**Set problem**
Rewrite the lines below as a numbered list, leaving out any blank lines.

● ● ●

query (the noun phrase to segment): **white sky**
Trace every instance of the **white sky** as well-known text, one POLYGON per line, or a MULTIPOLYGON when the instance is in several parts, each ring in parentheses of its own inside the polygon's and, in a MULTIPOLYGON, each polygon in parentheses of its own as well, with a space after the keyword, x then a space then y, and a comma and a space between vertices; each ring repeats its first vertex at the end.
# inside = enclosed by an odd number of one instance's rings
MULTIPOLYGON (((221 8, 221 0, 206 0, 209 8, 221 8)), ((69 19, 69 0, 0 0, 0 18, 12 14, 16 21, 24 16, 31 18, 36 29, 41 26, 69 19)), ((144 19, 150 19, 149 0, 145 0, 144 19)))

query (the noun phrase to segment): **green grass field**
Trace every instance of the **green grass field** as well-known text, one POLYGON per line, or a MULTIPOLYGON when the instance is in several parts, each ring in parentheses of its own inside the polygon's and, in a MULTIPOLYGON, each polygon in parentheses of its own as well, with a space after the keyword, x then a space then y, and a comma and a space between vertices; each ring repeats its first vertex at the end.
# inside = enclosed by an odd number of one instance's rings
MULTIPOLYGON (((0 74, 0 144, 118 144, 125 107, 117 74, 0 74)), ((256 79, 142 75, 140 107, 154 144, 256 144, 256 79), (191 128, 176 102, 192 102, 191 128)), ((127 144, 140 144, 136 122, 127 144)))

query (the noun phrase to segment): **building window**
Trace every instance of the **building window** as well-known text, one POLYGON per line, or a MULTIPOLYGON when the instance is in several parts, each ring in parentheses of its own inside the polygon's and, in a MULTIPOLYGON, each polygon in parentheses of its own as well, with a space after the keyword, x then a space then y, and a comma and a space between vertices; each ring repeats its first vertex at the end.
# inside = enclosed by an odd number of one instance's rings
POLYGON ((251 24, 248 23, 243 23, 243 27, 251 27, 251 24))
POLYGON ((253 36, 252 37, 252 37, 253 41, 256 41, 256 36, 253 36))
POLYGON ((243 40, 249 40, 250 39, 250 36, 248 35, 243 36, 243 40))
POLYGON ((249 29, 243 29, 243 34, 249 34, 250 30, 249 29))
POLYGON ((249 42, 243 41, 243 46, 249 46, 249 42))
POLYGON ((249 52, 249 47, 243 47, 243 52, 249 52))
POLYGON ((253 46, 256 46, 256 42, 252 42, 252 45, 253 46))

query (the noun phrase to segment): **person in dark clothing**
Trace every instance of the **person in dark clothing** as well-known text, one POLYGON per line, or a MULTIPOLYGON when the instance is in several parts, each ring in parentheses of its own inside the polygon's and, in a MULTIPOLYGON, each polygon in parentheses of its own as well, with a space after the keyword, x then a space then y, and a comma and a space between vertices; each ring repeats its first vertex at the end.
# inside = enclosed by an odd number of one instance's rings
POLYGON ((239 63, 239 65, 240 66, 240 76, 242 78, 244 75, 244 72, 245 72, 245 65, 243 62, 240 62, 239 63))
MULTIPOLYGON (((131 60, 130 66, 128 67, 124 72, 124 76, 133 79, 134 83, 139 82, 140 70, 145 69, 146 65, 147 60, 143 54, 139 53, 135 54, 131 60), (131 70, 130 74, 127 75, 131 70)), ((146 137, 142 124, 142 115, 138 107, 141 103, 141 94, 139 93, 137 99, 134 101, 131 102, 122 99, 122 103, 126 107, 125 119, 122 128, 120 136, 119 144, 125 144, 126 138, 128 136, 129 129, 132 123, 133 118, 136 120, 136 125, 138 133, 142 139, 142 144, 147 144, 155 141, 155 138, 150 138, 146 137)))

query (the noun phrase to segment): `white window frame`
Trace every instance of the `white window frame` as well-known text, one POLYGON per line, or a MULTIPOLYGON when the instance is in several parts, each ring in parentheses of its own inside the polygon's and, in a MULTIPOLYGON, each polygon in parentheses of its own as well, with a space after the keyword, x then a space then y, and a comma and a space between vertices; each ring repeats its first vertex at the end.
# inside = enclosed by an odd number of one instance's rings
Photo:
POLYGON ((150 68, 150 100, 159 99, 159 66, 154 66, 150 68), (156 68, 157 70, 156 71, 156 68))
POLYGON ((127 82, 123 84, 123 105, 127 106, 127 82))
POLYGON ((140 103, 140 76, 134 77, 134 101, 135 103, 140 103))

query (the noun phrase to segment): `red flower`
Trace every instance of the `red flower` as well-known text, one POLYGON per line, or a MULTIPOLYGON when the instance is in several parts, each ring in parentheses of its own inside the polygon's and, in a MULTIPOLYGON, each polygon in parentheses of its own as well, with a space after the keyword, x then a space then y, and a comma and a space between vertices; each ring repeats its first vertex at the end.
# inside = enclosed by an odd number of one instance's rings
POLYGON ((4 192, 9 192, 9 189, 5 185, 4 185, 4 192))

● ● ●

**Written response**
1. query (the noun phrase to segment): **white sky**
2. Trace every instance of the **white sky** as well-known text, one POLYGON per line, or a MULTIPOLYGON when the instance is in several parts, each ring in parentheses of its own inside the polygon's and, in a MULTIPOLYGON, each polygon in parentheses of its own as well, with a space after the keyword, x then a space then y, and a comma and a space between vertices; each ring repeats its first vertex at the end.
3. # inside = enclosed by an odd number of one instance's rings
4. MULTIPOLYGON (((221 8, 221 0, 206 0, 209 8, 221 8)), ((69 19, 69 0, 0 0, 0 18, 12 14, 16 21, 24 16, 31 18, 36 29, 41 26, 69 19)), ((144 19, 150 19, 149 0, 145 0, 144 19)))
5. query (the noun phrase to segment): **green grass field**
6. Trace every instance of the **green grass field** as well-known text, one POLYGON per line, or a MULTIPOLYGON when the instance is in several parts, each ring in parentheses of its own inside the polygon's and, in a MULTIPOLYGON, each polygon in parentheses of its own as well, with a space after the keyword, x then a space then y, and a comma and a space between vertices; each ring repeats its first vertex at the end.
7. # inside = enclosed by an odd number of one instance's rings
8. MULTIPOLYGON (((0 74, 0 144, 118 144, 125 107, 117 74, 0 74)), ((256 79, 142 75, 140 107, 154 144, 256 144, 256 79), (191 128, 176 102, 192 102, 191 128)), ((127 144, 140 144, 136 122, 127 144)))
9. query (the noun phrase to segment): **building window**
10. Trace every instance of the **building window** as well-known text, one POLYGON per line, or a MULTIPOLYGON when the instance is in several parts, each ring in parentheses of its own inside the polygon's and, in a MULTIPOLYGON, each polygon in parentheses of its own as well, with a space after the keyword, x then a space then y, and a comma and a space between vertices; each ring repeats its first vertex at the end.
11. # inside = enclosed by an odd number of one instance's rings
12. POLYGON ((251 24, 248 23, 243 23, 243 27, 251 27, 251 24))
13. POLYGON ((253 36, 252 37, 252 37, 253 41, 256 41, 256 36, 253 36))
14. POLYGON ((243 40, 249 40, 250 39, 250 36, 248 35, 243 36, 243 40))
15. POLYGON ((249 29, 243 29, 243 34, 249 34, 250 30, 249 29))
16. POLYGON ((249 42, 243 41, 243 46, 249 46, 249 42))
17. POLYGON ((249 52, 249 47, 243 47, 243 52, 249 52))
18. POLYGON ((253 46, 256 46, 256 42, 252 42, 252 45, 253 46))
19. query (the noun phrase to segment): **person in dark clothing**
20. Trace every instance of the **person in dark clothing** as well-known text, one POLYGON per line, or a MULTIPOLYGON when the instance is in several parts, each ring in parentheses of its own inside the polygon's and, in a MULTIPOLYGON, each polygon in parentheses of its own as well, with a space after the keyword, x then a space then y, and a comma and a space between vertices; each ring repeats its first vertex at the end.
21. # inside = enclosed by an odd number of one instance's rings
22. POLYGON ((239 63, 239 65, 240 66, 240 76, 242 78, 244 75, 244 72, 245 72, 245 65, 243 62, 240 62, 239 63))
23. MULTIPOLYGON (((131 60, 130 66, 128 67, 124 72, 124 76, 133 79, 134 83, 139 82, 140 70, 145 69, 146 65, 147 60, 143 54, 139 53, 135 54, 131 60), (131 70, 130 74, 127 75, 131 70)), ((146 137, 142 124, 142 115, 138 107, 141 103, 141 94, 139 93, 137 99, 134 101, 131 102, 122 99, 122 103, 126 107, 125 119, 122 128, 120 136, 119 144, 125 144, 126 138, 128 136, 129 129, 132 123, 133 118, 136 120, 136 125, 138 133, 142 139, 142 144, 147 144, 155 141, 155 138, 150 138, 146 137)))
24. query (the noun phrase to segment): `white window frame`
25. Trace every instance of the `white window frame` as well-known text, one POLYGON per line, or a MULTIPOLYGON when the instance is in several parts, each ring in parentheses of its own inside the polygon's and, in a MULTIPOLYGON, each polygon in parentheses of its own as well, with a space after the keyword, x then a space then y, and a comma and a space between vertices; each ring repeats its first vertex at the end.
26. # inside = enclosed by an odd number of one instance's rings
27. Photo:
28. POLYGON ((150 68, 150 100, 159 99, 159 66, 154 66, 150 68), (156 68, 157 70, 156 71, 156 68))
29. POLYGON ((127 82, 123 84, 123 105, 127 106, 127 82))
30. POLYGON ((140 103, 140 76, 134 77, 134 101, 135 103, 140 103))
31. query (the noun phrase to segment): `red flower`
32. Trace every instance of the `red flower` as well-known text, one POLYGON per line, or a MULTIPOLYGON when the instance is in several parts, each ring in parentheses of its own inside the polygon's and, in a MULTIPOLYGON, each polygon in parentheses of its own as well, with a space after the keyword, x then a space then y, and a comma and a space between vertices; each ring repeats its first vertex at the end.
33. # inside = enclosed by an odd number of one instance's rings
34. POLYGON ((4 192, 9 192, 9 189, 5 185, 4 185, 4 192))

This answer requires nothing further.